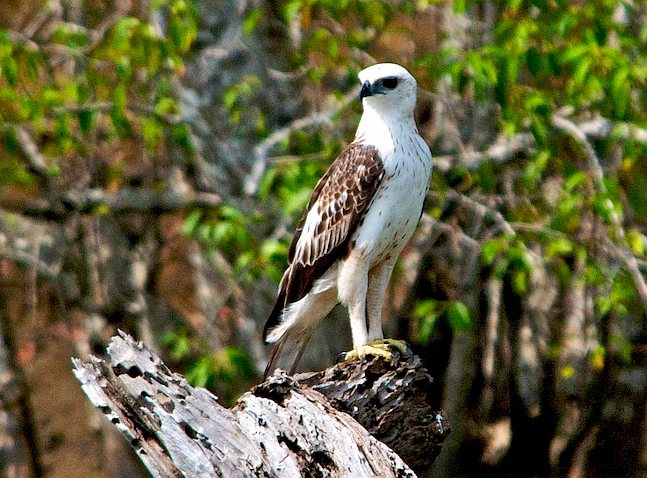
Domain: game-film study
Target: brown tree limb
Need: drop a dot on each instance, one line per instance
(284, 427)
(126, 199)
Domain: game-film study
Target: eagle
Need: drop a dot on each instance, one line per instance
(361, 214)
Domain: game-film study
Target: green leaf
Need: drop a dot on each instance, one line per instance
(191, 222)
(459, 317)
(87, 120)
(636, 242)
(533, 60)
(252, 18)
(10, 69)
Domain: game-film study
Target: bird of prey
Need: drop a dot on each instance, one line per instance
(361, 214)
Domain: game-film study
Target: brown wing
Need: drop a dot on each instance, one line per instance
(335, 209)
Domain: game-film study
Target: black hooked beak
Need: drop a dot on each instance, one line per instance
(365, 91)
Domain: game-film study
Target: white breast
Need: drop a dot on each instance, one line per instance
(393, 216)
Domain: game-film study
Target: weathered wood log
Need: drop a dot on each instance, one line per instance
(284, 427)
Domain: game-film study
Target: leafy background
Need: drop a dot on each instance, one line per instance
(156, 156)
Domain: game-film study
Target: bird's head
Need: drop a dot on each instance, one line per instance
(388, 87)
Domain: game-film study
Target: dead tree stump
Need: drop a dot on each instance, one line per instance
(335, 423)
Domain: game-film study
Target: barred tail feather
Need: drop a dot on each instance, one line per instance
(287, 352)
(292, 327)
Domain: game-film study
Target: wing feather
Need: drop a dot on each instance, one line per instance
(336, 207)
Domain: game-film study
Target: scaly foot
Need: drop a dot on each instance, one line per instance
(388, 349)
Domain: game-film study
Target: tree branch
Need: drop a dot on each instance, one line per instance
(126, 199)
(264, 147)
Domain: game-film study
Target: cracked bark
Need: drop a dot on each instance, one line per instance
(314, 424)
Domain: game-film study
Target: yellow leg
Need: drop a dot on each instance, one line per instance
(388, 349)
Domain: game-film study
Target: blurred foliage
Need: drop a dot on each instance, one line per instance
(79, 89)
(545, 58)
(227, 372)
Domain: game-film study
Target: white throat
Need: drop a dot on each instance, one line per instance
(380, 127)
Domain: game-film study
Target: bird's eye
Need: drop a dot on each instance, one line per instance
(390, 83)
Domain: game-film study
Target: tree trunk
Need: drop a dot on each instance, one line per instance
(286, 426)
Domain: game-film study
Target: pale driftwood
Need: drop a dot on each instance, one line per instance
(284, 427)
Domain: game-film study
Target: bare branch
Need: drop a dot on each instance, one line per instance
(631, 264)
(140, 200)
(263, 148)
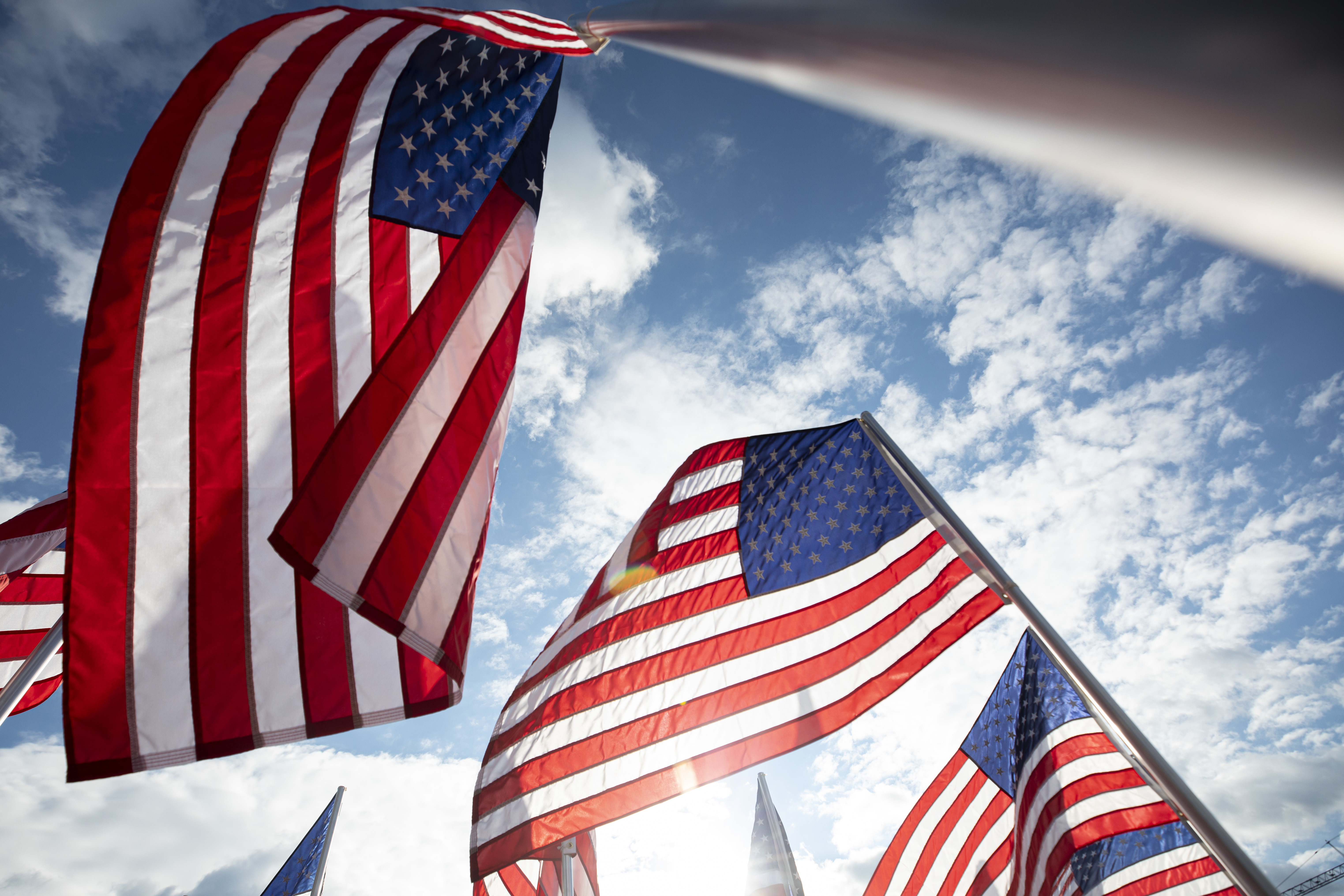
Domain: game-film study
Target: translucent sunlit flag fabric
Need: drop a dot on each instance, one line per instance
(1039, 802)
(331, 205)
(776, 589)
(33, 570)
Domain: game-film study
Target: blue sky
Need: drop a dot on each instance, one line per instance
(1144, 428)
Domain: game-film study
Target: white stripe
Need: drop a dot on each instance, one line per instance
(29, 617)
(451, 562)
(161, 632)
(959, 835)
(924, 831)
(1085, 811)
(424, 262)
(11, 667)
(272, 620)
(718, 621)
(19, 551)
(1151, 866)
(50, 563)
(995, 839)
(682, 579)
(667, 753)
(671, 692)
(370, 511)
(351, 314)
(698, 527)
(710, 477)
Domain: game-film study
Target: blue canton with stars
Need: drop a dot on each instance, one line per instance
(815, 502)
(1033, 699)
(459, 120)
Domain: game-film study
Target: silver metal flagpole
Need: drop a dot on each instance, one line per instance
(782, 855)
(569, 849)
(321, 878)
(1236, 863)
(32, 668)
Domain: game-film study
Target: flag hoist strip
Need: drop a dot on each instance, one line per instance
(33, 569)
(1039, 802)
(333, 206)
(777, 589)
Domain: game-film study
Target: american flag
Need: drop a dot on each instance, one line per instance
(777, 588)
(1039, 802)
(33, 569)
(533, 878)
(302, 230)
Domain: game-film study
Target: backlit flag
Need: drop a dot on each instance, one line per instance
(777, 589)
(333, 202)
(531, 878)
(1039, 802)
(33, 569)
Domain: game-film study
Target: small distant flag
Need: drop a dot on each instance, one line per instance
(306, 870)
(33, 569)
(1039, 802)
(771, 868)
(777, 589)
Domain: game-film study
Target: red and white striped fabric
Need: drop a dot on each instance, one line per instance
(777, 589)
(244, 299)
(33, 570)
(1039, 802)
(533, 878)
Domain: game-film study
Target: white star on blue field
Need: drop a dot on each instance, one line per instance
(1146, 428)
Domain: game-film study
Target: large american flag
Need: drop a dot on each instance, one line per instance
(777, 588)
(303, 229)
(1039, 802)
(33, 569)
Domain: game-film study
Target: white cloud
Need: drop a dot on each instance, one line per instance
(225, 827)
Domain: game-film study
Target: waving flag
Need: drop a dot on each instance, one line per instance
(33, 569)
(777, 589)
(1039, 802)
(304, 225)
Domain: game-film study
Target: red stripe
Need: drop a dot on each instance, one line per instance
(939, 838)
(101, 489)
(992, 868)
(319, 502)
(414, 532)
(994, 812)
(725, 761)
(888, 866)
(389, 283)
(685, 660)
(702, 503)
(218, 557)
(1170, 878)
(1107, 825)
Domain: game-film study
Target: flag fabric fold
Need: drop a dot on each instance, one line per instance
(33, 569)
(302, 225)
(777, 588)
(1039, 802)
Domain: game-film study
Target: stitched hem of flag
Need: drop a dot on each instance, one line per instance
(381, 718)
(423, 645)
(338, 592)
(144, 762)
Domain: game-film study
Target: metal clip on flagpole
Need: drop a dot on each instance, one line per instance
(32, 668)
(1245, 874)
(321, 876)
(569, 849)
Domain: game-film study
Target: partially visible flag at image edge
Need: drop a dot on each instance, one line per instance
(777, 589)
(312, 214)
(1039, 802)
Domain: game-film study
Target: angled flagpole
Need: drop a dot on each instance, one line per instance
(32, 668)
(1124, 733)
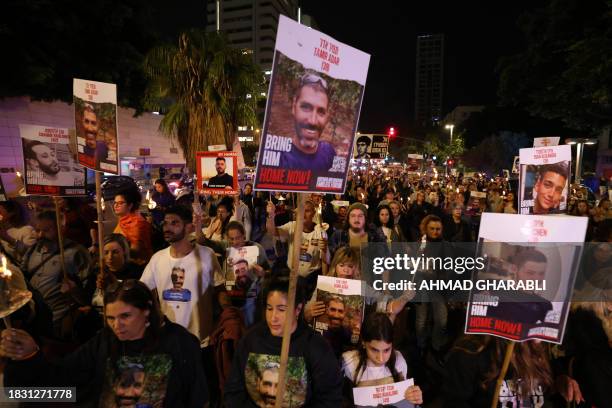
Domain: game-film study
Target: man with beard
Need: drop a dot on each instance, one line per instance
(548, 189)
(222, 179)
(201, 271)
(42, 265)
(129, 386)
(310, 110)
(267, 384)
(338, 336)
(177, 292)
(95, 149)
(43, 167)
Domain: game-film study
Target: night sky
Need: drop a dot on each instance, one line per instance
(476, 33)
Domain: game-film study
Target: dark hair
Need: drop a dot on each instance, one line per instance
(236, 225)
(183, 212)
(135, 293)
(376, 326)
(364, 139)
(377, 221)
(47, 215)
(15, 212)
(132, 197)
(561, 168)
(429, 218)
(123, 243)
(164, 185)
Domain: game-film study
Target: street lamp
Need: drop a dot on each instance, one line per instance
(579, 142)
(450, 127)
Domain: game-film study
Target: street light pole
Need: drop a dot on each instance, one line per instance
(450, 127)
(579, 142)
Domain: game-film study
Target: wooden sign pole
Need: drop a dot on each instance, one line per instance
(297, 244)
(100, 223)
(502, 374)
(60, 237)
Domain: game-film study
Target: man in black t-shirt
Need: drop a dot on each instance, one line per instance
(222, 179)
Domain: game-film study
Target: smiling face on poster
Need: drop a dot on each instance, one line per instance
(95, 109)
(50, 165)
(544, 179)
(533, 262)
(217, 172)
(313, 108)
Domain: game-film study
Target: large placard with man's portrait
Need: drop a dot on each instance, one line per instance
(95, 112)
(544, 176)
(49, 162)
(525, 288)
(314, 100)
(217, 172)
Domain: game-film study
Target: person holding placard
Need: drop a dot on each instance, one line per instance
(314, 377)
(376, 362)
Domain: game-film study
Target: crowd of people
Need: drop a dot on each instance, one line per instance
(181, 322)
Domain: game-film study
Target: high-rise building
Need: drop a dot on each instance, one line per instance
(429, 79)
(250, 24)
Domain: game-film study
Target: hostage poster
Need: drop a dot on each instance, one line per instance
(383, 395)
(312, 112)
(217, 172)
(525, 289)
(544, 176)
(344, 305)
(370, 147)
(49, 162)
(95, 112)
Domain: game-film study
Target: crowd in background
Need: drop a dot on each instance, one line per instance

-- Directions --
Please repeat exactly the data above from its first line to the line that contains "Target: barred tail feather", inclusive, and leave every picture out.

-- Written answer --
Domain: game-film study
Target: brown tree limb
Need: drop a dot on each instance, one line per instance
(284, 427)
(126, 199)
Domain: game-film study
Target: eagle
Need: drop a dot on each instance, one line per instance
(361, 214)
Domain: game-film study
Target: green leaf
Need: drop a dot on each instance, one line per instance
(191, 222)
(459, 317)
(87, 120)
(636, 242)
(533, 60)
(252, 18)
(10, 69)
Domain: game-film study
Target: bird of prey
Need: drop a dot on each instance, one line per instance
(361, 214)
Domain: game-film study
Target: brown wing
Need: drop a dot on each instance, one line per instance
(335, 209)
Domain: game-film study
Target: black hooked beak
Need: drop a dot on each instance, one line per instance
(365, 91)
Domain: game-film study
Target: white breast
Need: drop a dot on each instance, one line per instance
(393, 216)
Domain: game-film study
Target: weathered wood log
Need: drop a dot on each instance, one line per instance
(284, 427)
Domain: game-film study
Target: leafy background
Need: drop a dot on each instance, one line per instance
(156, 156)
Domain: game-film study
Target: bird's head
Need: drop a dot on each instance, one line per instance
(388, 87)
Domain: game-film study
Target: dead tree stump
Need: drop a dot on each instance, one line per instance
(335, 423)
Domain: game-film study
Target: barred tail feather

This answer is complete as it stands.